[Saved entries]
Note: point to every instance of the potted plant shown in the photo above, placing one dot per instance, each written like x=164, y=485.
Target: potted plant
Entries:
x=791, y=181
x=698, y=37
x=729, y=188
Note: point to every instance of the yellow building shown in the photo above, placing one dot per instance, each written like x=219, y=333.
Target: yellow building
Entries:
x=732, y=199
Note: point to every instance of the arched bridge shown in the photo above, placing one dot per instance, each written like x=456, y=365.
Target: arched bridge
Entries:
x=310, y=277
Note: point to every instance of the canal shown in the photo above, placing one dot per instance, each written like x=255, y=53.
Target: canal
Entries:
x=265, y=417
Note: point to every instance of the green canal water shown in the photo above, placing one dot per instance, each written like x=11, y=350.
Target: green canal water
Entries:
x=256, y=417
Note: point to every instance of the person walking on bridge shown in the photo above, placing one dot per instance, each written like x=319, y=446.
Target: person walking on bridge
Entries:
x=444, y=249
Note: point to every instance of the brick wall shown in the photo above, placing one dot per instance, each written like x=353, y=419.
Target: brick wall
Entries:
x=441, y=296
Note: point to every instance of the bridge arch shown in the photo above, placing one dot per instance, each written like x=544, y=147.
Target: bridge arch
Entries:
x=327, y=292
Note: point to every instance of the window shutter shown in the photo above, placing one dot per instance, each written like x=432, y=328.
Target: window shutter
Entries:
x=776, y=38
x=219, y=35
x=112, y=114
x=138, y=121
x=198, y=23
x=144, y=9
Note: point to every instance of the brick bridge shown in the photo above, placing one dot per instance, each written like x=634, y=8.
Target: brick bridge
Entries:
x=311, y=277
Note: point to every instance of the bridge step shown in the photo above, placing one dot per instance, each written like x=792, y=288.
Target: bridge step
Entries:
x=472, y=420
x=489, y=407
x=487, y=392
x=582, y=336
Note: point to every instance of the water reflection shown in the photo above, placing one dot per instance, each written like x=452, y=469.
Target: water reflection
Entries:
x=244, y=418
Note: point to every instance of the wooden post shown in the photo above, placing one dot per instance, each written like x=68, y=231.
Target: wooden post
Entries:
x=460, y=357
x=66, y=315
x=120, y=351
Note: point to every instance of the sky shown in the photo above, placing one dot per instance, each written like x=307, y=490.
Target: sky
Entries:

• **WHAT THE TASK REQUIRES**
Write out each line exactly, as it is shown above.

• **ANSWER BOX**
Note: point to every instance of the potted plant shown in the photo above, placing one dot per instance, each written like x=164, y=485.
Target: potted plant
Entries:
x=791, y=181
x=698, y=37
x=729, y=188
Note: point to every instance of the yellow building shown in the photo above, placing one dot per instance, each written like x=219, y=333.
Target: yellow building
Entries:
x=732, y=199
Note: point to every instance of the arched bridge shown in the photo above, placing one dot per instance, each written like x=456, y=365.
Target: arched bridge
Entries:
x=310, y=277
Note: point to every instance of the canal shown in the photo above, placing one dot per instance, each written like x=255, y=53.
Target: canal
Entries:
x=265, y=417
Note: point to every instance of the green canal water shown in the photo above, placing one dot per instance, each written like x=11, y=350.
Target: green canal water
Entries:
x=256, y=417
Note: point to every instance of the person walking on bridge shown in the photo above, placing one dot per instance, each written like x=319, y=446.
Target: person walking on bridge
Entries:
x=444, y=249
Note: point to every instance of the brick wall shown in the photo above, placing one dot per instance, each written like x=353, y=419.
Target: brick wall
Entries:
x=441, y=296
Note: point to every instance of the bridge arch shown in the photo above, placing one dot per instance, each written like x=544, y=147.
Target: bridge arch
Entries:
x=327, y=292
Note: point to every instance of the window shutter shown in the photo above, placing one dot per instance, each written like x=432, y=328.
Target: window shutter
Entries:
x=776, y=38
x=219, y=35
x=112, y=114
x=138, y=121
x=198, y=23
x=144, y=9
Note: point to every instance of the brick bridge shown in the photo above, placing one dot per instance, each written like x=634, y=8.
Target: brick bridge
Entries:
x=311, y=277
Note: point to every instance of the bridge step shown in the photo above, placing one dot per instance, each written like x=792, y=288.
Target: bridge step
Entries:
x=472, y=420
x=489, y=407
x=487, y=392
x=582, y=336
Note: point to every instance of the water reflection shown in the photo above, placing one dot per instance, each written like x=452, y=469.
Target: water reflection
Entries:
x=244, y=418
Note: point to every instance of the wooden post shown in the photo above, placing one dot per instance, each written like x=68, y=231.
Target: wooden post
Entries:
x=460, y=357
x=66, y=315
x=120, y=351
Note: point to every instance of the sky shown in the photo above, placing one dot per instance, each written like x=307, y=490.
Target: sky
Entries:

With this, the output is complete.